◆ **EXERCISE DESCRIPTION**
Using the data below, return every line that holds the word "marker".
=== Begin Enclosure ===
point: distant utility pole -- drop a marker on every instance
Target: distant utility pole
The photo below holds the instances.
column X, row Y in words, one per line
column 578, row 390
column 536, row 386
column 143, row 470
=== End Enclosure ===
=== Begin Enclosure ===
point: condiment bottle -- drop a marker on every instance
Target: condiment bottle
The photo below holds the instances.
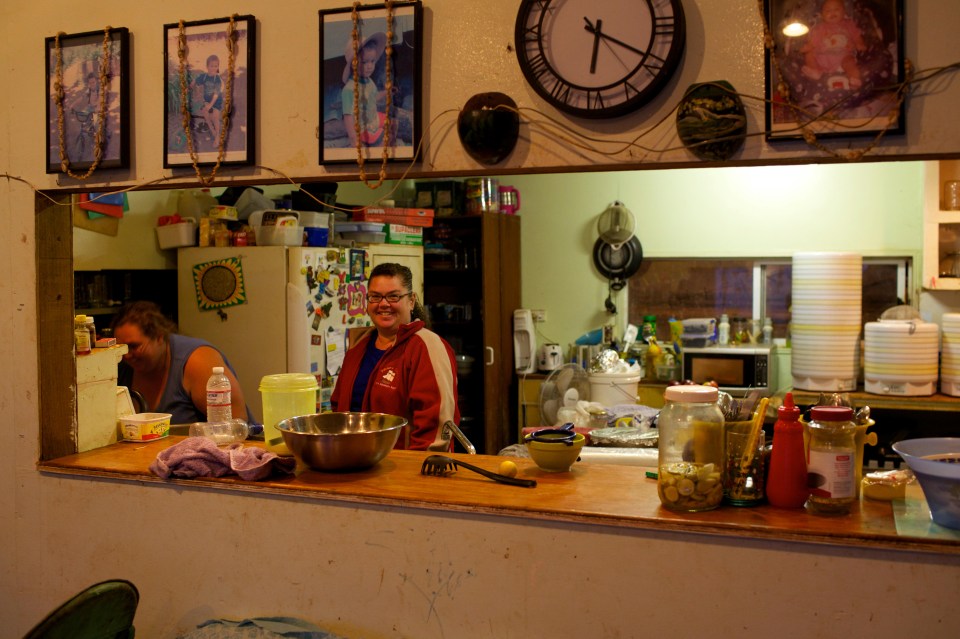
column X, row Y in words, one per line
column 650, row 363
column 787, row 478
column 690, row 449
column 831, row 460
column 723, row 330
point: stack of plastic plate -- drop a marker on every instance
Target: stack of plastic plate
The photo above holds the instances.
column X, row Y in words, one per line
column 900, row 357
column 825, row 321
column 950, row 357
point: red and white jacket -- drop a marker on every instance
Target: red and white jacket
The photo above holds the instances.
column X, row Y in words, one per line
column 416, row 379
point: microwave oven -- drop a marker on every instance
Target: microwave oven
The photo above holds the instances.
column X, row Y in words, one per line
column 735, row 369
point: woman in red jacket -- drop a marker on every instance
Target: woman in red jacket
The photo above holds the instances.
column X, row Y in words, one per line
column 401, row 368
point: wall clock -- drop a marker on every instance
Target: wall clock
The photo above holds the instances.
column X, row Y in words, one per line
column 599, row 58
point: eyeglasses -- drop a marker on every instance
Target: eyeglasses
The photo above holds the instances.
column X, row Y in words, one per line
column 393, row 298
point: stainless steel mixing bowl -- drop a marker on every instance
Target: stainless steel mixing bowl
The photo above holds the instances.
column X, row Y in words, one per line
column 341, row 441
=== End Enclosure ===
◆ **RESULT FOR THIS TASK**
point: distant utility pole -- drop a marker on every instance
point: condiment bottle -- drop a marker on every instance
point: stack of plastic plate -- drop a marker on every instance
point: red and white jacket -- drop a marker on every instance
point: microwave oven -- drop a marker on every instance
point: woman in red jacket -- drop a marker on every instance
point: wall clock -- drop a marker on every instance
point: eyeglasses -- drop a marker on every instance
point: stainless steel mixing bowl -- drop a marker on every instance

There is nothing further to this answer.